GIVEN INSTRUCTION 1
Quote the multipole expansion text word for word, from "Here, Y^m_l(\theta,\phi) are" up to and including "n^l + \cdots.".
GIVEN INSTRUCTION 2
Write what comes next in the multipole expansion text, starting right after the last line shown.

QUOTED PASSAGE
Multipole expansion

Multipole expansion

A multipole expansion is a mathematical series representing a function that depends on angles — usually the two angles on a sphere. These series are useful because they can often be truncated, meaning that only the first few terms need to be retained for a good approximation to the original function. The function being expanded may be complex in general. Multipole expansions are very frequently used in the study of electromagnetic and gravitational fields, where the fields at distant points are given in terms of sources in a small region. The multipole expansion with angles is often combined with an expansion in radius. Such a combination gives an expansion describing a function throughout three-dimensional space.[1]

The multipole expansion is expressed as a sum of terms with progressively finer angular features. For example, the initial term — called the zero-th, or monopole, moment — is a constant, independent of angle. The following term — the first, or dipole, moment — varies once from positive to negative around the sphere. Higher-order terms (like the quadrupole and octupole) vary more quickly with angles.


Expansion in spherical harmonics

Most commonly, the series is written as a sum of spherical harmonics. Thus, we might write a function f(θ,ϕ) as the sum

f(\theta,\phi) = \sum_{l=0}^\infty\, \sum_{m=-l}^{l}\, C^m_l\, Y^m_l(\theta,\phi).

Here, Y^m_l(\theta,\phi) are the standard spherical harmonics, and C^m_l are constant coefficients which depend on the function. The term C^0_0 represents the monopole; C^{-1}_1,C^0_1,C^1_1 represent the dipole; and so on. Equivalently, the series is also frequently written[2] as

f(\theta,\phi) = C + C_i n^i + C_{ij}n^i n^j + C_{ijk}n^i n^j n^k + C_{ijkl}n^i n^j n^k n^l + \cdots.

SUPPLIED ENTRIES
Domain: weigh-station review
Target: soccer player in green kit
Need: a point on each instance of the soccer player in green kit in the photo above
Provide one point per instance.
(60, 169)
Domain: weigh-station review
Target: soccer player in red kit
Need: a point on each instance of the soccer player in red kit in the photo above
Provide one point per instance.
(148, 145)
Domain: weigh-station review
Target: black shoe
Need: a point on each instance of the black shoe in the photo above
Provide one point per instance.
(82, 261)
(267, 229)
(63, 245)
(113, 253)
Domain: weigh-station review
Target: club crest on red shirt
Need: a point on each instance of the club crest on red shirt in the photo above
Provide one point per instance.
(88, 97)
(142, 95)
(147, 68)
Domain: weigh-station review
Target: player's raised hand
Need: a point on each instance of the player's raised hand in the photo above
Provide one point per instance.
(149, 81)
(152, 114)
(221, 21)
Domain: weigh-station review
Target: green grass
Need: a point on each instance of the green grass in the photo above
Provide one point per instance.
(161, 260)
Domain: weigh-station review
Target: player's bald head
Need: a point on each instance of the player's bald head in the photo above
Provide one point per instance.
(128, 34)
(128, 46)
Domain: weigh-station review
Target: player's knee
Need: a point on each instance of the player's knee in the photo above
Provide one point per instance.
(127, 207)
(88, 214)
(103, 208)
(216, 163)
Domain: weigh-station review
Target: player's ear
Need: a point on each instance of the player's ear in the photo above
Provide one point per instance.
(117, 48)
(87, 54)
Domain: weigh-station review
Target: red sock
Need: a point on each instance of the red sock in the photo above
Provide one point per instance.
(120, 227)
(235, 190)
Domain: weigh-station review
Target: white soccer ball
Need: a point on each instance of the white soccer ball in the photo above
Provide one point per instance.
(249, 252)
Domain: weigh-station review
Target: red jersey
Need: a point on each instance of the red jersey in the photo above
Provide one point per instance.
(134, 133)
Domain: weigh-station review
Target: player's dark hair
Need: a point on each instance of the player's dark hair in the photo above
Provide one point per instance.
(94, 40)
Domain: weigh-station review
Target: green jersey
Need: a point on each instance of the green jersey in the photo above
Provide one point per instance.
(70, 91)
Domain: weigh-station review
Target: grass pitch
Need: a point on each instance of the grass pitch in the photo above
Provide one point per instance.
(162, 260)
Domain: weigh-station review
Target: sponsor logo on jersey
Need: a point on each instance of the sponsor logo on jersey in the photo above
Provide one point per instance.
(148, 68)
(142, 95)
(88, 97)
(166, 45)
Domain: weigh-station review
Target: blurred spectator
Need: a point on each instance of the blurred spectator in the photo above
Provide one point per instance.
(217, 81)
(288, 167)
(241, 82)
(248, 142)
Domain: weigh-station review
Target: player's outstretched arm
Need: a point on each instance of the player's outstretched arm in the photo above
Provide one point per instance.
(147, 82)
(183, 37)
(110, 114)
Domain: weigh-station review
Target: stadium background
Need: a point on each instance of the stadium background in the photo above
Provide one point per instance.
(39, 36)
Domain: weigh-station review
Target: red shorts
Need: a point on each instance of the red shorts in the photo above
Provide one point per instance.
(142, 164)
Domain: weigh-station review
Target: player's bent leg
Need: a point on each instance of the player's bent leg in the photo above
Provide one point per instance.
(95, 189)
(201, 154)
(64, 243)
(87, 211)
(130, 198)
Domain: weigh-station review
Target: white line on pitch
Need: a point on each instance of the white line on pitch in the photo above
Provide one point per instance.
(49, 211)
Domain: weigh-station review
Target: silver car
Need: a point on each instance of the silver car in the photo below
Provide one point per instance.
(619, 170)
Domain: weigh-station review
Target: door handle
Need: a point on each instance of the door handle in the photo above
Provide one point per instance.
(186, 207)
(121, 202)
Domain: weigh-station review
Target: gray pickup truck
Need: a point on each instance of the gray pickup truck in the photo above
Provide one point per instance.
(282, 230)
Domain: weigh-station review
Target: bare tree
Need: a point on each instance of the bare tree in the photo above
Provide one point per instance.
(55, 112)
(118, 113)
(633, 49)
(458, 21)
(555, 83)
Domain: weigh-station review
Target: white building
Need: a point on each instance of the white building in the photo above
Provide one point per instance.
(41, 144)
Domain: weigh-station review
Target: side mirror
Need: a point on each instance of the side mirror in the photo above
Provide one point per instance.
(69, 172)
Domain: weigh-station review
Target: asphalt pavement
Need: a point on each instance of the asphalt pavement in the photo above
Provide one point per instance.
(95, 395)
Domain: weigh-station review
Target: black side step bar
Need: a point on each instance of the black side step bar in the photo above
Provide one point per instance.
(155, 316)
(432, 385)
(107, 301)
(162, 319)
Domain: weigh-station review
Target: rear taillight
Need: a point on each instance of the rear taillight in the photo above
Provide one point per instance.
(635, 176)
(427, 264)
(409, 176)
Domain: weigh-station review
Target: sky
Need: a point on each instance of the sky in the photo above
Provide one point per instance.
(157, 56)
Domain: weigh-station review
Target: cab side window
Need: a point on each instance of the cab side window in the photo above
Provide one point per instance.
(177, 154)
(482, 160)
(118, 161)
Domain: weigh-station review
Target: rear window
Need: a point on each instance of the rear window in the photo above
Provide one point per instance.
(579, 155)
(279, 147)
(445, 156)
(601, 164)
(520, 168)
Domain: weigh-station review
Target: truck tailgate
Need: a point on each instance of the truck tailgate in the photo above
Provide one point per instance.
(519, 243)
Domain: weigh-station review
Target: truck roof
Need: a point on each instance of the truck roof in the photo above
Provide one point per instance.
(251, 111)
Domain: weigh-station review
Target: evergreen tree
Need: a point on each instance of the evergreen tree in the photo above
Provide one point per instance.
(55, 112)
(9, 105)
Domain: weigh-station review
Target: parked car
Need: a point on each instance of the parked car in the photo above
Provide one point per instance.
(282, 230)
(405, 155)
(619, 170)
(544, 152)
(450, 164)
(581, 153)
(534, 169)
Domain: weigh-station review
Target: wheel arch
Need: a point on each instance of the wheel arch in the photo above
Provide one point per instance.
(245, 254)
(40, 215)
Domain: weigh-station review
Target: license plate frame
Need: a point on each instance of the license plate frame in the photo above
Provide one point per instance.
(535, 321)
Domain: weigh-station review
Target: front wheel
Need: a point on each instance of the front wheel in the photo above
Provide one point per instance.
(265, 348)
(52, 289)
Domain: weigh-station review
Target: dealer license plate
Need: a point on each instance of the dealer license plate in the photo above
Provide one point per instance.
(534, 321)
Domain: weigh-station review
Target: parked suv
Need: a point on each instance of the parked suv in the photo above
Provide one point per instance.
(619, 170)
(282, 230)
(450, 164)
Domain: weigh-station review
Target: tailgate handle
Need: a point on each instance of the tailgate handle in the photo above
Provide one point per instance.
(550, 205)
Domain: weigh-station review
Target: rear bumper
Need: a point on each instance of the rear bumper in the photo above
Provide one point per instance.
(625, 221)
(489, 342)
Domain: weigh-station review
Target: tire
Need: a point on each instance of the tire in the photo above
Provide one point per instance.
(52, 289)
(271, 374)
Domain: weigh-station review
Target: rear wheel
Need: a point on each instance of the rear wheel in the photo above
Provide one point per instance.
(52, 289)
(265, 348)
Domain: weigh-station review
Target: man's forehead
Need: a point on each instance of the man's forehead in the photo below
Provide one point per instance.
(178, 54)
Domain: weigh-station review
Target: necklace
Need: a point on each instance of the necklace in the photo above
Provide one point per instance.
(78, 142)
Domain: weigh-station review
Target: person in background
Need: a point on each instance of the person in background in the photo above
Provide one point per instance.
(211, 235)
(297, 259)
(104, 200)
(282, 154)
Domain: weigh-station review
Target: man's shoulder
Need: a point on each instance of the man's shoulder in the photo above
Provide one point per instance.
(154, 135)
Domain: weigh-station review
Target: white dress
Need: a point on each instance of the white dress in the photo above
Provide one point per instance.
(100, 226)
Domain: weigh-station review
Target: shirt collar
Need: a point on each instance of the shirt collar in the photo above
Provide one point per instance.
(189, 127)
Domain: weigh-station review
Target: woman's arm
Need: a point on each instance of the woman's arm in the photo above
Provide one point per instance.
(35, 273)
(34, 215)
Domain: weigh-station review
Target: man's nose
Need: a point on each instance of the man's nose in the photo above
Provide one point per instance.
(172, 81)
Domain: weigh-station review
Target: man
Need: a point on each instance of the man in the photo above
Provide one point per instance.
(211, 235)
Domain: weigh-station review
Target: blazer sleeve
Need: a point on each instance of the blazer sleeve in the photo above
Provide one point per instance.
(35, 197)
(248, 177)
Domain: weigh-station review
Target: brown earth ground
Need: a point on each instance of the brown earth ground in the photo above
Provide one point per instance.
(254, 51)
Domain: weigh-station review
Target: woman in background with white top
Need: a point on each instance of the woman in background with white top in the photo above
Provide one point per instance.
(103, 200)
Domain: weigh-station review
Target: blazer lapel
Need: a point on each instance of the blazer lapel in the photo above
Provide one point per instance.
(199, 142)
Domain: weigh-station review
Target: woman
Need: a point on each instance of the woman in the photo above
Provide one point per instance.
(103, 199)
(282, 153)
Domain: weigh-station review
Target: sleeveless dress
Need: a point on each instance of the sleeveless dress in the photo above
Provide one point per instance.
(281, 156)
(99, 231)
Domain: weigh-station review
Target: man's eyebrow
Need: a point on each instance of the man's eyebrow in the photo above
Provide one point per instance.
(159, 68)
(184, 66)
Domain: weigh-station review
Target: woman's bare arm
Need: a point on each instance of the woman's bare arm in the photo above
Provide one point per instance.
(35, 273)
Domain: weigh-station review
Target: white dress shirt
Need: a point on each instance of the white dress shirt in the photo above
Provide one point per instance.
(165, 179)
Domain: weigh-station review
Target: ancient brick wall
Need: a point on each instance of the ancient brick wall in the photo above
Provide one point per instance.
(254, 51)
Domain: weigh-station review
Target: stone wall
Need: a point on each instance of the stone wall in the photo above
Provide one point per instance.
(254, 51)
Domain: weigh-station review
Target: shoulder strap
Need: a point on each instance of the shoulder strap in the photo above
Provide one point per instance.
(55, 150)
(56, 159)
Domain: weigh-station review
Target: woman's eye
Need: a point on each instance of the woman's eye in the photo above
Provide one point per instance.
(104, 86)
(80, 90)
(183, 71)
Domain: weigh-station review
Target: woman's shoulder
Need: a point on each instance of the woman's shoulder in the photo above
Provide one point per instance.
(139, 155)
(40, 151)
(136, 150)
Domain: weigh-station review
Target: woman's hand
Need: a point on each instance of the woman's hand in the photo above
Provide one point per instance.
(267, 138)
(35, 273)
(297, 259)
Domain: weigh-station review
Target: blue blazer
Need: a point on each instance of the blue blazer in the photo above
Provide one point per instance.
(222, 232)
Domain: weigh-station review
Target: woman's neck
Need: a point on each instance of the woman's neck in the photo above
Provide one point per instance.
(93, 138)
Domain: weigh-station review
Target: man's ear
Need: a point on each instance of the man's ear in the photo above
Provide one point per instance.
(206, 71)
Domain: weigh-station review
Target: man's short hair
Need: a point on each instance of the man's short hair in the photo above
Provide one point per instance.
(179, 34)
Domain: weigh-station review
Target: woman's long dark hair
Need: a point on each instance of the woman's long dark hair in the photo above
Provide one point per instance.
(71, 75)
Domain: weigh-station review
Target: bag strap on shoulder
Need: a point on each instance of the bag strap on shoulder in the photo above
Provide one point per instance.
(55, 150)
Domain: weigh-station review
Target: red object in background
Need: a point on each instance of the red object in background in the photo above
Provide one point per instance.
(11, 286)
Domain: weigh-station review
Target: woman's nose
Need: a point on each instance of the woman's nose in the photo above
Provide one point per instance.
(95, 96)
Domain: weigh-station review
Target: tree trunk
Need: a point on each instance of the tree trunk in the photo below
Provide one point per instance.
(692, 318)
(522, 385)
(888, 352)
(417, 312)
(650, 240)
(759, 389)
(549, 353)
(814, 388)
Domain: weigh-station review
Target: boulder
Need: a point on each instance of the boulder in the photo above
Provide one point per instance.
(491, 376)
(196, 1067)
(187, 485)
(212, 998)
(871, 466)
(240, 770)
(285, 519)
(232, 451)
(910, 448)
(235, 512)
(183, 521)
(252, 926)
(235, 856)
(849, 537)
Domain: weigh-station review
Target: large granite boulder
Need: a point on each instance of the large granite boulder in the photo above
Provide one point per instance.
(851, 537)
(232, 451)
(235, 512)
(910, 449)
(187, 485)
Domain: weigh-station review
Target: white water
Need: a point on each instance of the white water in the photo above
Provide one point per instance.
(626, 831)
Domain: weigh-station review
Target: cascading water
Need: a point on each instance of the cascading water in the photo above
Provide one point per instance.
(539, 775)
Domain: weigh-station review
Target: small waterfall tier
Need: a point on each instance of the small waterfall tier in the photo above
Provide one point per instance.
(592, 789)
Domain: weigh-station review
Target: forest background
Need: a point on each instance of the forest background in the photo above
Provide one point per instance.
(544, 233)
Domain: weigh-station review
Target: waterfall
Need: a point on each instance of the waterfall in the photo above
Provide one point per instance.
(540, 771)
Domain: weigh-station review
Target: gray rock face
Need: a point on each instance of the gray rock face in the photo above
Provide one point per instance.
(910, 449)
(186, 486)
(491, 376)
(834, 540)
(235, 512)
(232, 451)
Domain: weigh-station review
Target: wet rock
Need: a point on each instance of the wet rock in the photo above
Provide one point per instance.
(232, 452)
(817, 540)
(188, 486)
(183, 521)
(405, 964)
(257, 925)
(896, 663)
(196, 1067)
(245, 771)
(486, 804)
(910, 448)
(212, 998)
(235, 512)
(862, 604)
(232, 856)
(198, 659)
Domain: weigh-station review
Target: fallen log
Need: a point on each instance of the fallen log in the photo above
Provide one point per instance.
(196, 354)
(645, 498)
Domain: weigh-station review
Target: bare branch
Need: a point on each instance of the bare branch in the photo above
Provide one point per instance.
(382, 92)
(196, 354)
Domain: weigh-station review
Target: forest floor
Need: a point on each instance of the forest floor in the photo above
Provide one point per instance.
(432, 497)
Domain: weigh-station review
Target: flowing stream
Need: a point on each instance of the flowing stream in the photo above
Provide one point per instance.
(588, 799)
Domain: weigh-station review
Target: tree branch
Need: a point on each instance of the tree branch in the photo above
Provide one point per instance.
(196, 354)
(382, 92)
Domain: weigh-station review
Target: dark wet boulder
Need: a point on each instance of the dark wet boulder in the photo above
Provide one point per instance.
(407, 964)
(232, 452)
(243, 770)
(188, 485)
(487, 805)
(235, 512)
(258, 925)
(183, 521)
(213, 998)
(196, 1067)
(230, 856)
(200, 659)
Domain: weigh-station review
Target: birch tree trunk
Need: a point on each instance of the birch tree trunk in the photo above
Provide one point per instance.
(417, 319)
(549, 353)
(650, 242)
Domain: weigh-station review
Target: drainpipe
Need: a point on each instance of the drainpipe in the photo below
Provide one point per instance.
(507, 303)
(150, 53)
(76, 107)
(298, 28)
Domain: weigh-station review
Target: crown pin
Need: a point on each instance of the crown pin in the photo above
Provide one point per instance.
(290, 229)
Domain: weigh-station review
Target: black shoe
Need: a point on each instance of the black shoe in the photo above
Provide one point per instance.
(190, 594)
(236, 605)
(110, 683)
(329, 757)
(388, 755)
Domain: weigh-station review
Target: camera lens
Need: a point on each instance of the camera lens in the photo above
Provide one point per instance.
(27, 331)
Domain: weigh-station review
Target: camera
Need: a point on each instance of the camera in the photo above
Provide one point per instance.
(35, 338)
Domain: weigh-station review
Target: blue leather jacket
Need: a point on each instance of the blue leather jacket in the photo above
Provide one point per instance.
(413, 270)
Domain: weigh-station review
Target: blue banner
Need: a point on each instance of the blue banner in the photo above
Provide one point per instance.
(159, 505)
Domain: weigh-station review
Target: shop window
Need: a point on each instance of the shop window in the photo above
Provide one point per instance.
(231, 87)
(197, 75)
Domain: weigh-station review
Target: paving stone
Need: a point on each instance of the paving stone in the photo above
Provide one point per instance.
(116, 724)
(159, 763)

TASK RESPONSE 1
Here, Y^m_l(\theta,\phi) are the standard spherical harmonics, and C^m_l are constant coefficients which depend on the function. The term C^0_0 represents the monopole; C^{-1}_1,C^0_1,C^1_1 represent the dipole; and so on. Equivalently, the series is also frequently written[2] as

f(\theta,\phi) = C + C_i n^i + C_{ij}n^i n^j + C_{ijk}n^i n^j n^k + C_{ijkl}n^i n^j n^k n^l + \cdots.

TASK RESPONSE 2
Here, each ni represents a unit vector in the direction given by the angles θ and ϕ, and indices are implicitly summed. Here, the term C is the monopole; Ci is a set of three numbers representing the dipole; and so on.

In the above expansions, the coefficients may be real or complex. If the function being expressed as a multipole expansion is real, however, the coefficients must satisfy certain properties. In the spherical harmonic expansion, we must have

C_l^m = (-1)^m C^{m\ast}_l\ .

In the multi-vector expansion, each coefficient must be real:

C=C^\ast;\ C_i = C_i^\ast;\ C_{ij} = C_{ij}^\ast;\ C_{ijk} = C_{ijk}^\ast;\ \ldots

While expansions of scalar functions are by far the most common application of multipole expansions, they may also be generalized to describe tensors of arbitrary rank.[3] This finds use in multipole expansions of the vector potential in electromagnetism, or the metric perturbation in the description of gravitational waves.

For describing functions of three dimensions, away from the coordinate origin, the coefficients of the multipole expansion can be written as functions of the distance to the origin, r -- most frequently, as a Laurent series in powers of r. For example, to describe the electromagnetic potential, V, from a source in a small region near the origin, the coefficients may be written as:

V(r,\theta,\phi) = \sum_{l=0}^\infty\, \sum_{m=-l}^{l}\, C^m_l(r)\, Y^m_l(\theta,\phi)= \sum_{j=1}^\infty\, \sum_{l=0}^\infty\, \sum_{m=-l}^{l}\, \frac{D^m_{l,j}}{r^j}\, Y^m_l(\theta,\phi) .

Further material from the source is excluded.